BEGIN

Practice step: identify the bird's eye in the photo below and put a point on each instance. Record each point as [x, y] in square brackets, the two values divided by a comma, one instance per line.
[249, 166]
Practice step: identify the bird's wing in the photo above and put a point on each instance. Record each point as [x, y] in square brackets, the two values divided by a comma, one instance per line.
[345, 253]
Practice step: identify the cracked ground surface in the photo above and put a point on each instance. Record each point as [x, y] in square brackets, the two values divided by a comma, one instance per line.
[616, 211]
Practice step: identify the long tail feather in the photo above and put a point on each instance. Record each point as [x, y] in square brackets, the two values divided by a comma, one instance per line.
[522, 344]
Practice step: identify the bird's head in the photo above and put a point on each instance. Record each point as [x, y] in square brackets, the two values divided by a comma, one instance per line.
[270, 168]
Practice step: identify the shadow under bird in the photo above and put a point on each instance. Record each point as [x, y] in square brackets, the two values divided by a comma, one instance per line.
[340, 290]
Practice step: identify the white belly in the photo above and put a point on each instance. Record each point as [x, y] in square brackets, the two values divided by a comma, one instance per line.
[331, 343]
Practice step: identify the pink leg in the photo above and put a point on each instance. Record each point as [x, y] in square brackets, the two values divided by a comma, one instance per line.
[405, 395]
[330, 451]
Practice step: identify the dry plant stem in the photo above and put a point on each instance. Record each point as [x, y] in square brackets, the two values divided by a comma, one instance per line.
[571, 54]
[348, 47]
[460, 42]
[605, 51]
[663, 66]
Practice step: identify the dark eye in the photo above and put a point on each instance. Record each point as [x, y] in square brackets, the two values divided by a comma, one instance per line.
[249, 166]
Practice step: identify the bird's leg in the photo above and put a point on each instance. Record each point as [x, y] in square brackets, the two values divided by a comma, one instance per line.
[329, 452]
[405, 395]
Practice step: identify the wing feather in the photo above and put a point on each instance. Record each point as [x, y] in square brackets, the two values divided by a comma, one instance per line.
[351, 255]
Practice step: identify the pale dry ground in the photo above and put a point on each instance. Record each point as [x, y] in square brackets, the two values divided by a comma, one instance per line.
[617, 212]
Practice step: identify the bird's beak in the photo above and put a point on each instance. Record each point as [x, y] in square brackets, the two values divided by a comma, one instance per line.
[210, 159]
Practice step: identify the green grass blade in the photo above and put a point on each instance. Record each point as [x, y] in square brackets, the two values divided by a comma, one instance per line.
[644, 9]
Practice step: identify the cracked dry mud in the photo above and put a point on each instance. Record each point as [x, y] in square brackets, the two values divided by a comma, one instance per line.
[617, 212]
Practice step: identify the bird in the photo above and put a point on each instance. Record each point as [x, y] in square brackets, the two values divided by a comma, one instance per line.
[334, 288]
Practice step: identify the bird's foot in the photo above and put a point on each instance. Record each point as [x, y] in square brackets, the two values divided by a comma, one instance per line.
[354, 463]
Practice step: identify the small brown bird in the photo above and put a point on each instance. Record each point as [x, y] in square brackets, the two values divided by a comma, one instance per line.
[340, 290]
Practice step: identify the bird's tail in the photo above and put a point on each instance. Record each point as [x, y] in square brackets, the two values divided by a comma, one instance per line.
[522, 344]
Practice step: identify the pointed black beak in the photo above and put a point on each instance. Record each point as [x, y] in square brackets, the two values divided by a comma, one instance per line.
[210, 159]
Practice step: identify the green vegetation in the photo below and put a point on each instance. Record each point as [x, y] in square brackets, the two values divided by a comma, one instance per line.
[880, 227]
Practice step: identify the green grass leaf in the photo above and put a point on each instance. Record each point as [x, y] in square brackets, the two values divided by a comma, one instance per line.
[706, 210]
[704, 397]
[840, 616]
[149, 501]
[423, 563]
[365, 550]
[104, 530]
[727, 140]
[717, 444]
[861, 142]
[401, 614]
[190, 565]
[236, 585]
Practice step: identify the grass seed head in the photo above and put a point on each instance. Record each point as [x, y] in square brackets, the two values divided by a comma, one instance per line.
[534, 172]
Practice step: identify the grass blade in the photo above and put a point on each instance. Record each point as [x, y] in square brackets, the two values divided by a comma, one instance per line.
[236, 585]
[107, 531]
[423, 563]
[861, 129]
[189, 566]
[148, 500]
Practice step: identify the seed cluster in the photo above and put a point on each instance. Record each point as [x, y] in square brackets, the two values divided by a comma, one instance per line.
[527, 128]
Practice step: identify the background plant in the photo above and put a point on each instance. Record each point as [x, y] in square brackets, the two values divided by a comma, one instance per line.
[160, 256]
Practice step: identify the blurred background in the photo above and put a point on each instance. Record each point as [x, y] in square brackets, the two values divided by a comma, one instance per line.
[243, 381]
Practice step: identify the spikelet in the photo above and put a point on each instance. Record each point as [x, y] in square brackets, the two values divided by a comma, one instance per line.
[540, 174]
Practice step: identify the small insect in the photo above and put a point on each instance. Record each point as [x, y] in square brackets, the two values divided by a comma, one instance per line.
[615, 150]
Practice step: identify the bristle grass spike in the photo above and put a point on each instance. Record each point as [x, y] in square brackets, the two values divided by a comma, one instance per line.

END

- Directive: Write out every entry above, word for word.

- Output of the exercise:
Practice step: identify the bird's eye in the photo below and put a point on each instance. Record each point as [x, y] in square brackets, the two values divided by a comma, one instance per line.
[249, 166]
Practice step: identify the bird's wing in the photo above and put a point on each instance. Record each point as [x, y] in square brackets, the two values divided by a comma, one instance per line.
[345, 253]
Practice step: identify the cracked ground surface in the photo above and put a point on each instance. Record each point as [x, y] in square brackets, the two values divided by a comma, one instance per line.
[616, 211]
Practice step: identify the long tail feather in the photo above and put a point on each instance. Record each point as [x, y] in square brackets, the two values divided by a comma, one instance per line.
[522, 344]
Practice step: identify the bird's head in the photo above and put a point on each instance. Record each point as [x, y] in square brackets, the two values divided by a comma, one instance per line.
[270, 168]
Practice step: identify the shadow under bird in the photo above and put a point on each instance. Record each point as [x, y] in square brackets, the two values divided by a comma, one instance per line.
[340, 290]
Practice step: identify the white belly in the photo above and put a point on each instance. Record each point as [x, y] in square brackets, the two values divided by a comma, one instance per line.
[331, 343]
Practice step: identify the pink leg in the photo above and put a point on each instance. Record each point as [x, y] in square brackets, the two values divided by a comma, one instance per line.
[405, 395]
[330, 451]
Practice step: identify the dry plant stem in the photo above and put a point on each instance. Record each point as [x, y] in square brackets, the two values divided by a comma, one instance per line.
[571, 54]
[348, 47]
[460, 42]
[605, 51]
[663, 66]
Practice step: identify the dark eye in the photo above and put a point on each instance. Record each point as [x, y] in square brackets, the two values divided by a comma, one instance per line.
[249, 166]
Practice step: identify the bird's leg in the photo above and put a point on each instance. Record each point as [x, y] in square brackets, the two values divided by a comma, one instance per line.
[329, 452]
[405, 395]
Practice step: identify the wing feather in the photo above and put a point on each instance. Record each point as [x, y] in square brackets, the two values divided by a comma, one instance per line.
[351, 255]
Practice step: identify the pale dry ground in the photo above and put a point on each instance. Record each point as [x, y] in square brackets, the two values divided by a comma, one instance per line.
[617, 212]
Practice step: identify the bird's beak in the photo above and put a point on each instance. Record each point as [x, y] in square brackets, the two values divided by a comma, one instance per line.
[210, 159]
Practice step: identify the green grass blade in the photo above and put a point on each instance. Record each point as [x, y] in square brackets, the two values divided by a comma, one instance per line.
[644, 9]
Practice step: identify the cracked dry mud in the photo above and put a point on each instance. Record each point as [x, y] in square brackets, the two values divided by a comma, one instance per line.
[617, 212]
Practice step: identify the bird in the photo above and put a point on each instance. Record each point as [x, y] in square brackets, the two values divided by a comma, one instance per line.
[334, 288]
Practice step: identify the bird's foot in the photo above and put a point on each instance. Record each point as [x, y] in square brackets, the two values divided by a comma, one instance per line.
[354, 463]
Practice step: identify the small brown bird in the photo above and put a point on each instance. Record each point as [x, y] in square brackets, the two values divided by a comma, one instance per line.
[340, 290]
Practice step: identify the bird's tail in the photo above and put a point on each instance. Record each point as [x, y] in square brackets, the two values divided by a comma, one instance per line.
[522, 344]
Practice step: identify the pointed black beak in the photo above and put a point on each instance. Record each point as [x, y] in square brackets, the two values divided by a comma, one instance per line.
[210, 159]
Practice step: identify the green vegetation in the photo below and put a point on each instance. Record each point as [x, y] in square brackets, the two values divided by a comma, one instance per line.
[880, 227]
Practice step: identify the green grass leaf in the photo above and put a point on each instance. Record each point as [x, y] in square brackets, the two values divided by a comma, one instance per line.
[706, 210]
[704, 397]
[840, 616]
[149, 501]
[423, 563]
[365, 550]
[104, 530]
[727, 140]
[717, 444]
[861, 142]
[401, 614]
[190, 565]
[236, 585]
Practice step: identify the grass seed head in the photo above and put a point on each instance. Record each point as [x, y] in square brackets, the two values divided by a comma, one instance per line.
[534, 172]
Practice step: identify the grass blade in the photo above and put a point on each instance. Record each point as [x, y] in square brackets, the two values divided by a comma, one instance per line.
[236, 585]
[107, 531]
[423, 563]
[861, 129]
[189, 566]
[148, 500]
Practice step: identify the seed cluster in the photo above and put a point on each instance. Record each point as [x, y] in square brackets, the two values divided by a comma, one instance per line.
[527, 128]
Practice step: identify the background plant in the photo above and put a point on each instance. Record each point as [x, y] in square brackets, the two values divided by a comma, one instance per line.
[160, 256]
Practice step: identify the blurred background in the photo above and put a point on each instance. Record each point as [x, y] in square brackets, the two values divided by a comma, one instance per line.
[243, 381]
Practice step: identify the spikelet in the photo above and put a point on each instance. Record each point as [x, y] in square brackets, the two values divided by a comma, one instance per line.
[540, 174]
Practice step: identify the small insect in the photo above and put a point on each instance. Record each point as [x, y] in square brackets, the two values divided by a comma, one instance per line.
[615, 150]
Practice step: identify the bristle grass spike in the photo above and put a point on each instance. Record each point as [x, y] in square brackets, the two values divided by a comma, one instance per line.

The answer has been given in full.